[Object location annotation data]
◆ ◆ ◆

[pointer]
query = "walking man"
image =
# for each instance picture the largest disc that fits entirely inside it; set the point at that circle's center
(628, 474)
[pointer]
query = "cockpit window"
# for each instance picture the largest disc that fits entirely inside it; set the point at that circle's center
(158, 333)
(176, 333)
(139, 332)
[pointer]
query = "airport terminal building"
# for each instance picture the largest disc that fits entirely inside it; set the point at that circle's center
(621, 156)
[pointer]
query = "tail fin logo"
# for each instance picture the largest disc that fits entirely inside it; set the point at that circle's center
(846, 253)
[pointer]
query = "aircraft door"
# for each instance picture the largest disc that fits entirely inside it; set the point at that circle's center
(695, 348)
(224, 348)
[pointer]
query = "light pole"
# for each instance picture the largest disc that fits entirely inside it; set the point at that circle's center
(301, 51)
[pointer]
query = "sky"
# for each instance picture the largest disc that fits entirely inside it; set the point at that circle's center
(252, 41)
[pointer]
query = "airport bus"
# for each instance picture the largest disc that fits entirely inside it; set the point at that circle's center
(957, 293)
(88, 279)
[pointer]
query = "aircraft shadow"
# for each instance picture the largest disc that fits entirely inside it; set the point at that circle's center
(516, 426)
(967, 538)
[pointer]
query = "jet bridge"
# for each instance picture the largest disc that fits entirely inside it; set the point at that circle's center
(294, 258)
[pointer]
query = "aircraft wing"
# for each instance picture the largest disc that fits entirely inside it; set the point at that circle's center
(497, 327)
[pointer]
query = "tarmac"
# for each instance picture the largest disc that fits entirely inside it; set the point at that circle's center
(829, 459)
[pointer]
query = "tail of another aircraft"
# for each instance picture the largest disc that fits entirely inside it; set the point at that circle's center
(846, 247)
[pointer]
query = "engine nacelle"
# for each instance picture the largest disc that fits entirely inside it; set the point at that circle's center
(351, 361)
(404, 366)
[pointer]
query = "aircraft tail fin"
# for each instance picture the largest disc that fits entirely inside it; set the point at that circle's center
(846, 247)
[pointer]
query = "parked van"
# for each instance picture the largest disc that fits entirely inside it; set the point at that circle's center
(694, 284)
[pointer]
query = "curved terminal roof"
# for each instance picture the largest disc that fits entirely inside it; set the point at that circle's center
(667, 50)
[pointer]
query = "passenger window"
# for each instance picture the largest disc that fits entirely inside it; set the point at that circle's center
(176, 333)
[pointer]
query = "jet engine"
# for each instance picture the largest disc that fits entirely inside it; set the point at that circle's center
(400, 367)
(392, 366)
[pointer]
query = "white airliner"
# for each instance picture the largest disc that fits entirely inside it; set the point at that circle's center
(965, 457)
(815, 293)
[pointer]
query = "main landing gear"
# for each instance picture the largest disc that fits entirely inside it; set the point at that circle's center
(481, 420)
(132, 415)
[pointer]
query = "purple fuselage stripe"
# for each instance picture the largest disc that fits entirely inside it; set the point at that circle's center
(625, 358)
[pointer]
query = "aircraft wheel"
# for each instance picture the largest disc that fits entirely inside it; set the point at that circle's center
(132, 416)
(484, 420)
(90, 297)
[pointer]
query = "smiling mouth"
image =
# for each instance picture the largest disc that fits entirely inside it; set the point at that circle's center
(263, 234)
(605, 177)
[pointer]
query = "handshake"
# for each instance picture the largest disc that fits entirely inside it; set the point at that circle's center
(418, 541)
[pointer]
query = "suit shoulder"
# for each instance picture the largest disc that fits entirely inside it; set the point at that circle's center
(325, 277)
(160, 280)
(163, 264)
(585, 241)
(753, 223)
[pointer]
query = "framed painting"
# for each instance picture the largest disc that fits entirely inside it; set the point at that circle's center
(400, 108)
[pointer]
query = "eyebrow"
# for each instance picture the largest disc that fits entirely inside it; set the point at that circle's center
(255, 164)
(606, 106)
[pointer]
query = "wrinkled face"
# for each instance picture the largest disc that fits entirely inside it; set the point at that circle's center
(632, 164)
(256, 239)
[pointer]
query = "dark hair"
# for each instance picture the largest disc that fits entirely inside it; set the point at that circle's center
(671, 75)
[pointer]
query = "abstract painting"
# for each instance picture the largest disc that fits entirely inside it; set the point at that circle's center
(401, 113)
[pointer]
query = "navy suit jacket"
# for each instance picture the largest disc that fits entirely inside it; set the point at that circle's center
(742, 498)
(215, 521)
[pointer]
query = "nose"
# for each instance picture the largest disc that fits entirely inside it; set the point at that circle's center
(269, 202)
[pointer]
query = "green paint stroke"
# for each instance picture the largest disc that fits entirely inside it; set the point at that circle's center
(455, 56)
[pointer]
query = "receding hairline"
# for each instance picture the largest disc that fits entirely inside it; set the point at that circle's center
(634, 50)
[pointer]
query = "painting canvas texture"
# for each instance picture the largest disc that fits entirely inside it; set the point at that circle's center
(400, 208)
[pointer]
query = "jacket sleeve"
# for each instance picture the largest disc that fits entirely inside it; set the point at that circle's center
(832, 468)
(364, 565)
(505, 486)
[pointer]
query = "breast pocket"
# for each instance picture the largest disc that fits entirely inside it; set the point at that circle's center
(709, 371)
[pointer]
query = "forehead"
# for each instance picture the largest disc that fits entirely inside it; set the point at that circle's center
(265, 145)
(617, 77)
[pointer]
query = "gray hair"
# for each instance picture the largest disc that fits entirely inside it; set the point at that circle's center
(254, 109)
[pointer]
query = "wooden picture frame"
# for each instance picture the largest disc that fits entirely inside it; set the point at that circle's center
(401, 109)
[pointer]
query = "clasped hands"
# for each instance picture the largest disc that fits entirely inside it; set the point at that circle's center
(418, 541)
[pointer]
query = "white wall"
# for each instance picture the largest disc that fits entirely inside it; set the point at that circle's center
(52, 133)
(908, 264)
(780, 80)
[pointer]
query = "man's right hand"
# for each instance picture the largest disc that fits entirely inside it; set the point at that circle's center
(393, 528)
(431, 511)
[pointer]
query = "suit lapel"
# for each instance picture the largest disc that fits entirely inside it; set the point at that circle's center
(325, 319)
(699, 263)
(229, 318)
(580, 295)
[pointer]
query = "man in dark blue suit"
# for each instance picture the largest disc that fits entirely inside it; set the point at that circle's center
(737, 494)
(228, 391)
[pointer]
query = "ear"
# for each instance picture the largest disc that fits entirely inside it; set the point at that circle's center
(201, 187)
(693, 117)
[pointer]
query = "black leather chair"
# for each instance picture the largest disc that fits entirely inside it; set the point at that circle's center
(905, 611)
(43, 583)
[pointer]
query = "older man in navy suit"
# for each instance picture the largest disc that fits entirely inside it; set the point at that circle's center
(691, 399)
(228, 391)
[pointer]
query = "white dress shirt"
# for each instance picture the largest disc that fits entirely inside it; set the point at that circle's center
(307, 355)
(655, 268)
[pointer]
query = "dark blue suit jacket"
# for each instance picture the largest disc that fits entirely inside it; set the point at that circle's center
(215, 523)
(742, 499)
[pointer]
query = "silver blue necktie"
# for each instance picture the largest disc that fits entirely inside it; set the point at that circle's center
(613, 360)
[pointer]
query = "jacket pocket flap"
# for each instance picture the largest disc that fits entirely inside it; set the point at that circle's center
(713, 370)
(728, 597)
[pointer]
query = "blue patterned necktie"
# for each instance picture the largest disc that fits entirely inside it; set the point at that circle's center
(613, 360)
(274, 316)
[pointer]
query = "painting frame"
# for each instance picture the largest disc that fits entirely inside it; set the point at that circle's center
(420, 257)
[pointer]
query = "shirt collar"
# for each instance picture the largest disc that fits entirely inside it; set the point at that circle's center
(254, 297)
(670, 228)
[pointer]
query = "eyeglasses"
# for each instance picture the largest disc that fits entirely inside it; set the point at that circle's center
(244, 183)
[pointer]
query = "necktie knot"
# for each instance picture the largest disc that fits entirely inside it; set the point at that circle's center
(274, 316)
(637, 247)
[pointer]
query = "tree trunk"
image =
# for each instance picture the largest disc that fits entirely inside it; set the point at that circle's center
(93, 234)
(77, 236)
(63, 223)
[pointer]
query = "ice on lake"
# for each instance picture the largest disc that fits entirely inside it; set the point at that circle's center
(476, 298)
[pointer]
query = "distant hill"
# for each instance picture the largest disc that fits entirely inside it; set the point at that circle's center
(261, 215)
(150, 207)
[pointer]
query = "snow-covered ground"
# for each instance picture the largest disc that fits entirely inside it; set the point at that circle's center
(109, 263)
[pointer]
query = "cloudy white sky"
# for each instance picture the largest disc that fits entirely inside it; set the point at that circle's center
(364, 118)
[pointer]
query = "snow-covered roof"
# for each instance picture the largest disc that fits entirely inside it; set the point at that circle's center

◆ ◆ ◆

**Task goal:**
Count the lines in the material above that contain the word "jacket", matching case exactly, and give only that number.

**Solution for this problem:**
4